Go over these records and count the lines with the string "tight" in them; the count is all that should be returned.

## PROVIDED INFORMATION
• • • •
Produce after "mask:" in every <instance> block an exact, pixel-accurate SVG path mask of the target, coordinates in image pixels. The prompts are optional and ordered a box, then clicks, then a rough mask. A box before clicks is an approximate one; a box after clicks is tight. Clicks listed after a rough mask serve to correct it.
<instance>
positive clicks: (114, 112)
• • • •
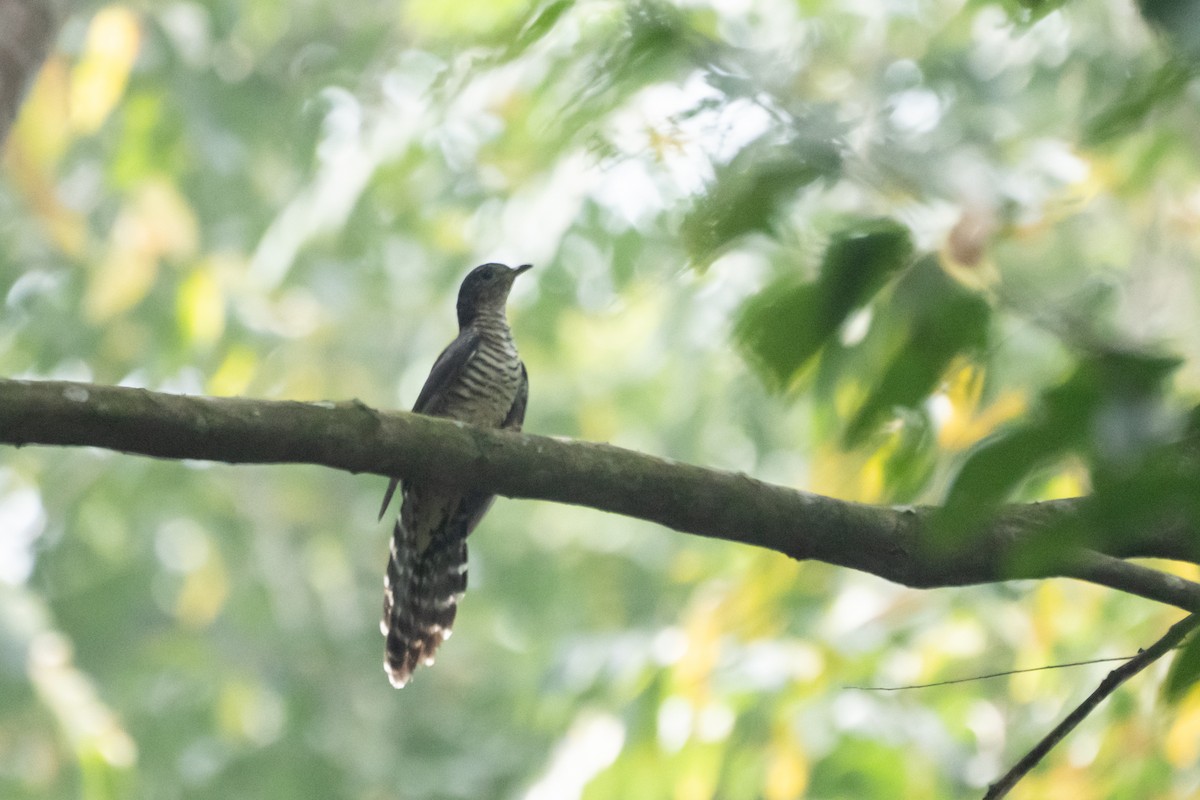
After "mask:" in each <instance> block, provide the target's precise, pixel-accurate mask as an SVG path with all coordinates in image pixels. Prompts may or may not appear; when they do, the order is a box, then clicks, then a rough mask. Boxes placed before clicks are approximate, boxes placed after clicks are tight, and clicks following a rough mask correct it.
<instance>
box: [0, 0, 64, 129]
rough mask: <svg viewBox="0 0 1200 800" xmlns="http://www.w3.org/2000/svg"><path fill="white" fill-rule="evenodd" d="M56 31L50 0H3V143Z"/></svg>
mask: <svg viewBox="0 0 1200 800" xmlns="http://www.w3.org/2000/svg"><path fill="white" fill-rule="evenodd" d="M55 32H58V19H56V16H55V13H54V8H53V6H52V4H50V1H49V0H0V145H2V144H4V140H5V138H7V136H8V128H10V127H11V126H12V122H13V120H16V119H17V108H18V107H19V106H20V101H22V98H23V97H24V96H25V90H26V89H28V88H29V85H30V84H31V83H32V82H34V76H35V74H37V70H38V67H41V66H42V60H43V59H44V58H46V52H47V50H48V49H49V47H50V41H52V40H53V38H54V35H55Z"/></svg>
• • • •
## ANSWER FOR THIS EXERCISE
2